What to produce: When a line in the entries below contains the word "before", copy that line.

*** Listed entries Section Begins ***

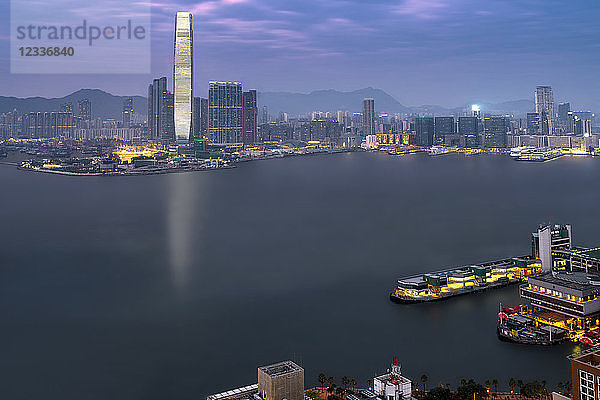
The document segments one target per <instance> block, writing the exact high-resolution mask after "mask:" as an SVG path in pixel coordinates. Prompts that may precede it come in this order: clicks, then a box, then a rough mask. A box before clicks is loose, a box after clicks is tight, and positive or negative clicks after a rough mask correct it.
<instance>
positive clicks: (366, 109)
mask: <svg viewBox="0 0 600 400" xmlns="http://www.w3.org/2000/svg"><path fill="white" fill-rule="evenodd" d="M373 134H375V100H373V99H372V98H366V99H364V100H363V135H365V136H366V135H373Z"/></svg>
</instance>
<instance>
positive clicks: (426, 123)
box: [415, 117, 434, 147]
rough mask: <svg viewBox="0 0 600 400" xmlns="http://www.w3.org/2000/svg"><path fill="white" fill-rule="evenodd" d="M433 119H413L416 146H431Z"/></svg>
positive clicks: (416, 118) (422, 117)
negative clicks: (414, 130)
mask: <svg viewBox="0 0 600 400" xmlns="http://www.w3.org/2000/svg"><path fill="white" fill-rule="evenodd" d="M433 126H434V122H433V118H432V117H417V118H416V119H415V132H416V140H417V145H418V146H423V147H429V146H431V145H433V133H434V131H433Z"/></svg>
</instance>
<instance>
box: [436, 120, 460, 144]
mask: <svg viewBox="0 0 600 400" xmlns="http://www.w3.org/2000/svg"><path fill="white" fill-rule="evenodd" d="M455 125H456V124H455V123H454V117H435V119H434V134H433V139H434V140H433V142H434V144H435V145H438V146H440V145H444V144H446V136H450V135H454V134H455V133H456V127H455Z"/></svg>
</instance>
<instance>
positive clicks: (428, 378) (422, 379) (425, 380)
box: [421, 374, 429, 391]
mask: <svg viewBox="0 0 600 400" xmlns="http://www.w3.org/2000/svg"><path fill="white" fill-rule="evenodd" d="M428 380H429V378H428V377H427V375H425V374H423V375H421V382H423V391H425V385H426V384H427V381H428Z"/></svg>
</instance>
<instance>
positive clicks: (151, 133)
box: [148, 76, 175, 141]
mask: <svg viewBox="0 0 600 400" xmlns="http://www.w3.org/2000/svg"><path fill="white" fill-rule="evenodd" d="M173 112H174V111H173V94H172V93H170V92H169V91H168V90H167V78H166V77H164V76H163V77H162V78H158V79H154V81H153V82H152V83H151V84H150V85H149V86H148V138H149V139H152V140H167V141H171V140H173V139H174V133H175V132H174V121H173Z"/></svg>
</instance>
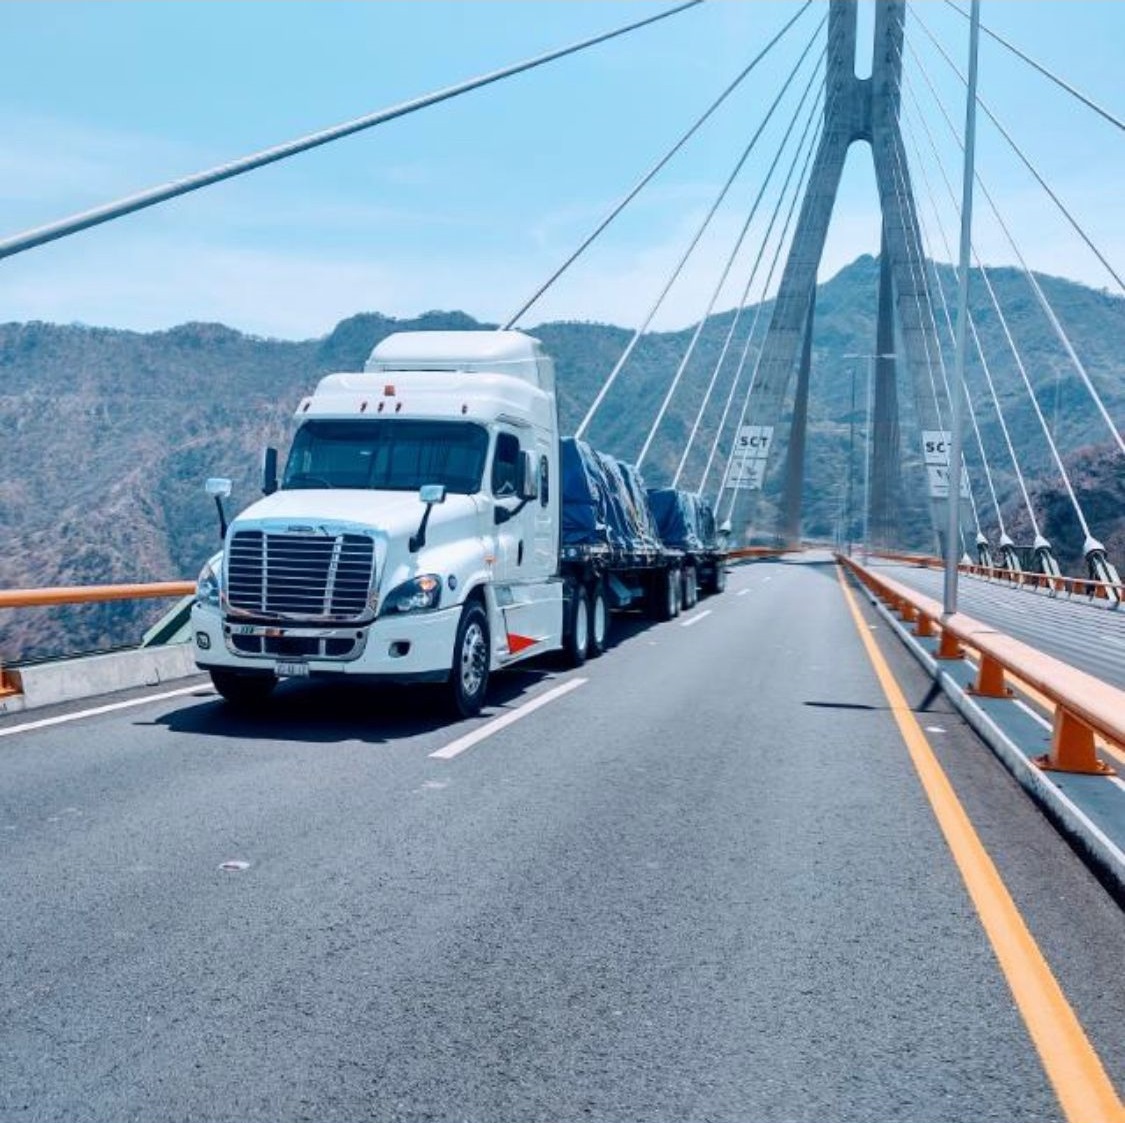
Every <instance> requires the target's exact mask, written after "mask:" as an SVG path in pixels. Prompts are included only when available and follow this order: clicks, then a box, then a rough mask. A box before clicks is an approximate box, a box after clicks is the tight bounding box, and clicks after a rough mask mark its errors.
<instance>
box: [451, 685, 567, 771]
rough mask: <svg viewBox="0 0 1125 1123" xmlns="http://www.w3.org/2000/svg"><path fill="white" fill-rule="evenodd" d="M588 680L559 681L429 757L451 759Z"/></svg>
mask: <svg viewBox="0 0 1125 1123" xmlns="http://www.w3.org/2000/svg"><path fill="white" fill-rule="evenodd" d="M588 681H589V680H588V679H570V680H569V681H567V682H564V683H559V685H558V686H555V688H553V689H551V690H548V691H546V692H544V693H542V694H540V695H539V697H538V698H533V699H531V701H530V702H524V703H523V706H521V707H519V708H517V709H515V710H512V711H510V712H508V713H502V715H501V716H499V717H498V718H494V719H493V720H492V721H488V722H487V724H485V725H483V726H480V728H479V729H474V730H472V733H469V734H466V735H465V736H463V737H458V738H457V740H452V742H450V743H449V744H448V745H445V746H444V748H439V749H438V751H436V752H435V753H431V754H430V758H431V760H434V761H451V760H452V758H453V757H454V756H458V755H460V754H461V753H463V752H465V751H466V749H467V748H471V747H472V746H474V745H476V744H478V743H479V742H481V740H484V739H485V738H486V737H490V736H492V735H493V734H494V733H499V730H501V729H506V728H507V727H508V726H510V725H512V724H513V722H515V721H519V720H520V718H525V717H526V716H528V715H529V713H533V712H534V711H535V710H538V709H539V708H540V707H541V706H546V704H547V703H548V702H553V701H555V699H556V698H561V697H562V695H564V694H569V693H570V691H571V690H577V689H578V688H579V686H583V685H585V684H586V683H587V682H588Z"/></svg>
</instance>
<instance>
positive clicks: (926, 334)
mask: <svg viewBox="0 0 1125 1123" xmlns="http://www.w3.org/2000/svg"><path fill="white" fill-rule="evenodd" d="M893 147H894V162H895V167H893V168H891V169H890V171H891V176H892V180H893V185H894V195H895V198H897V199H898V203H899V207H900V208H901V210H902V213H903V214H906V213H907V212H908V209H909V208H908V207H907V205H906V204H907V188H906V183H904V177H903V176H902V164H901V161H900V158H899V146H898V144H897V143H895V144H894V145H893ZM900 177H902V178H901V179H900ZM908 225H909V224H906V223H904V224H903V234H906V233H907V227H908ZM906 244H907V268H908V269H909V270H910V280H911V284H912V286H913V302H915V308H916V311H917V313H918V320H919V321H920V322H921V324H922V331H921V342H922V349H924V350H925V352H926V369H927V371H928V374H929V385H930V390H931V393H933V397H934V411H935V413H936V414H937V424H938V426H939V428H940V429H942V430H943V431H944V430H945V420H944V417H943V415H942V404H940V401H939V396H938V393H937V381H936V379H935V378H934V358H933V352H931V350H930V345H929V338H928V335H927V333H926V331H925V320H924V317H922V300H921V299H920V298H919V296H918V288H919V279H918V269H916V268H915V258H916V255H917V257H920V258H921V263H920V269H921V288H922V291H924V296H925V304H926V308H927V311H928V312H929V323H930V327H931V330H933V332H934V345H935V347H936V348H937V361H938V365H939V371H940V375H942V385H943V386H944V387H945V395H946V397H945V399H946V403H947V404H948V405H949V410H951V412H952V410H953V389H952V387H951V385H949V377H948V374H947V372H946V369H945V356H944V353H943V351H942V340H940V336H939V335H938V332H937V320H936V318H935V316H934V298H933V295H931V294H930V290H929V281H928V279H927V277H926V273H925V268H926V267H925V255H924V254H922V253H921V246H920V244H918V243H916V242H915V240H913V239H911V237H910V236H907V239H906ZM868 423H870V422H868ZM961 466H962V470H963V473H964V476H963V478H964V479H965V482H966V484H967V489H969V505H970V507H971V510H972V514H973V523H974V525H975V527H976V533H978V534H979V533H980V532H981V524H980V515H979V513H978V510H976V497H975V495H974V494H973V485H972V478H971V476H970V475H969V462H967V460H966V459H965V455H964V451H962V453H961ZM953 501H954V497H953V496H952V495H949V496H948V502H951V503H952V502H953ZM957 502H960V498H958V500H957ZM957 536H958V538H960V539H961V551H962V554H965V552H967V547H966V543H965V530H964V527H963V525H962V524H961V519H960V510H958V519H957Z"/></svg>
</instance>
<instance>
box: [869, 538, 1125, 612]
mask: <svg viewBox="0 0 1125 1123" xmlns="http://www.w3.org/2000/svg"><path fill="white" fill-rule="evenodd" d="M873 556H874V557H877V558H879V559H880V560H881V561H899V563H902V564H903V565H916V566H921V567H922V568H926V569H939V568H940V567H942V566H943V564H944V563H943V561H942V559H940V558H936V557H931V556H929V555H927V554H894V552H890V551H884V550H880V552H879V554H875V555H873ZM957 568H958V569H960V571H961V572H962V573H970V574H972V575H973V576H975V577H985V578H989V580H992V578H996V580H998V581H1006V582H1008V584H1010V585H1020V586H1024V587H1030V589H1047V590H1053V591H1054V592H1066V593H1071V594H1073V593H1078V594H1080V595H1082V596H1097V598H1101V599H1104V600H1114V598H1111V596H1110V595H1109V594H1110V593H1114V594H1116V599H1117V600H1118V601H1122V600H1125V582H1119V583H1114V582H1110V581H1095V578H1092V577H1066V576H1063V575H1062V574H1048V573H1035V572H1033V571H1030V569H1005V568H1003V567H1002V566H997V565H978V564H976V563H975V561H970V563H967V564H966V563H964V561H963V563H962V564H961V565H960V566H958V567H957Z"/></svg>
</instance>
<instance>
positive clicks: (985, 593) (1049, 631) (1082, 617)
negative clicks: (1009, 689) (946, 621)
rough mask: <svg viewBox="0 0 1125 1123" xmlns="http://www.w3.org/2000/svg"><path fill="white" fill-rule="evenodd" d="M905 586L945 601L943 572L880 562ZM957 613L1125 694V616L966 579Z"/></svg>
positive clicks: (1053, 596)
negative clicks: (1019, 640)
mask: <svg viewBox="0 0 1125 1123" xmlns="http://www.w3.org/2000/svg"><path fill="white" fill-rule="evenodd" d="M875 566H876V568H879V571H880V572H883V573H888V574H889V575H890V576H892V577H894V578H895V580H897V581H901V582H902V583H903V584H904V585H910V586H912V587H913V589H917V590H918V591H919V592H921V593H925V594H926V595H927V596H931V598H934V599H935V600H937V601H940V600H942V583H943V581H944V575H943V573H942V572H940V571H939V569H929V568H924V567H921V566H911V565H901V564H897V563H895V564H892V563H884V561H876V563H875ZM957 608H958V609H960V611H962V612H964V613H965V614H966V616H971V617H973V618H974V619H976V620H980V621H981V622H982V623H989V625H992V626H993V627H996V628H998V629H999V630H1000V631H1003V632H1006V634H1007V635H1009V636H1014V637H1015V638H1016V639H1020V640H1023V641H1024V643H1025V644H1030V646H1032V647H1034V648H1035V649H1036V650H1039V652H1046V653H1047V654H1048V655H1053V656H1054V657H1055V658H1056V659H1062V662H1063V663H1069V664H1071V666H1075V667H1078V668H1079V670H1080V671H1084V672H1086V673H1087V674H1091V675H1093V676H1095V677H1096V679H1101V680H1102V681H1104V682H1108V683H1110V684H1111V685H1114V686H1120V688H1122V689H1125V610H1123V609H1122V608H1118V607H1109V605H1108V604H1107V602H1106V601H1089V600H1087V599H1086V598H1084V596H1069V595H1066V594H1064V593H1063V594H1057V595H1051V594H1048V593H1047V592H1045V591H1043V590H1036V589H1033V587H1030V586H1027V587H1024V586H1018V585H1008V584H1005V583H1003V582H1000V581H987V580H985V578H983V577H976V576H973V575H972V574H961V577H960V580H958V583H957Z"/></svg>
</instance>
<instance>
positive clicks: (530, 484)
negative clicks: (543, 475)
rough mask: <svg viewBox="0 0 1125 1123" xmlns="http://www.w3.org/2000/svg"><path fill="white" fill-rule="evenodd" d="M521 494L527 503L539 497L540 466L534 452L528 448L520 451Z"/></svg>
mask: <svg viewBox="0 0 1125 1123" xmlns="http://www.w3.org/2000/svg"><path fill="white" fill-rule="evenodd" d="M519 494H520V498H521V500H523V501H524V502H525V503H526V502H530V501H531V500H537V498H539V467H538V465H537V464H535V457H534V453H532V452H530V451H528V450H526V449H524V450H523V451H521V452H520V486H519Z"/></svg>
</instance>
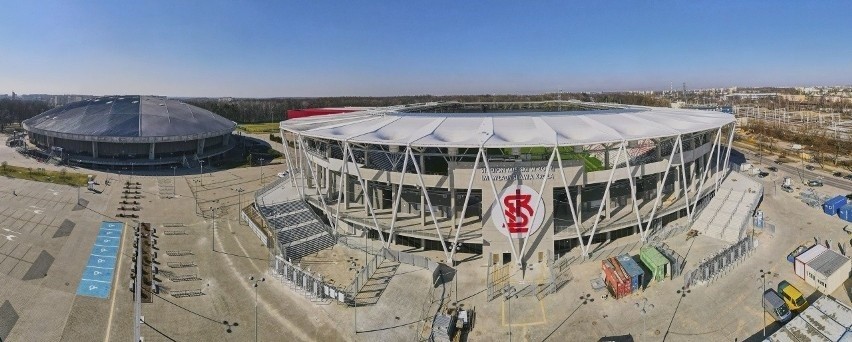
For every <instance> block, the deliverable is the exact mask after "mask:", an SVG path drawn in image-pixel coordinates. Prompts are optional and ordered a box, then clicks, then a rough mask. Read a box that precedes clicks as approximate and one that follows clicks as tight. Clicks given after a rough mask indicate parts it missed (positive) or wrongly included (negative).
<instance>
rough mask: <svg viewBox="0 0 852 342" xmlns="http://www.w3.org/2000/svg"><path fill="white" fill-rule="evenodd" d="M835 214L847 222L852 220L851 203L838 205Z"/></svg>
mask: <svg viewBox="0 0 852 342" xmlns="http://www.w3.org/2000/svg"><path fill="white" fill-rule="evenodd" d="M837 216H840V218H841V219H843V220H845V221H847V222H852V204H847V205H844V206H842V207H840V209H839V210H837Z"/></svg>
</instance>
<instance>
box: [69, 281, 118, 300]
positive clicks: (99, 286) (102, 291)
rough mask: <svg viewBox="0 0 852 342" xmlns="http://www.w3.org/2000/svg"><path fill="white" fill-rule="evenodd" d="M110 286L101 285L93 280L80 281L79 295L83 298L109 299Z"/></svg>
mask: <svg viewBox="0 0 852 342" xmlns="http://www.w3.org/2000/svg"><path fill="white" fill-rule="evenodd" d="M110 288H111V286H110V284H104V283H99V282H96V281H91V280H80V286H78V287H77V294H78V295H81V296H89V297H96V298H103V299H107V298H109V290H110Z"/></svg>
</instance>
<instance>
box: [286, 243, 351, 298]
mask: <svg viewBox="0 0 852 342" xmlns="http://www.w3.org/2000/svg"><path fill="white" fill-rule="evenodd" d="M272 272H273V276H275V277H276V278H278V279H280V280H281V282H282V283H284V284H286V285H287V286H288V287H290V289H292V290H294V291H296V292H301V293H302V294H303V295H304V296H305V297H307V298H309V299H310V300H311V301H319V302H332V301H335V302H338V303H340V304H346V305H348V304H349V303H351V301H352V295H350V294H349V293H347V292H346V290H343V289H339V288H337V287H335V286H333V285H329V284H327V283H326V282H325V281H323V277H322V275H318V274H313V273H311V272H310V271H306V270H304V269H302V268H301V267H300V266H299V265H294V264H293V263H291V262H289V261H287V260H285V259H284V258H283V257H281V256H280V255H276V256H275V259H273V264H272Z"/></svg>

*** Listed entries Section Ends ***

Task answer:
The document segments one target per <instance> block, writing the exact high-resolution mask after "mask:" as an SVG path in pixel coordinates. Prompts that may precede it come in this order: clicks, then a box, then a rough mask. A box before clicks is loose, a box after clicks is tight, and positive or negative clicks after a rough mask correct it.
Every <instance> requires the target's exact mask, written after "mask:" as an SVG path in pixels. Prompts are included only when available and follow this order: clicks, then a box, then a rough mask. A box before clicks is an approximate box, a box after clicks is the tight bounding box, and clicks after a rough mask mark its errors.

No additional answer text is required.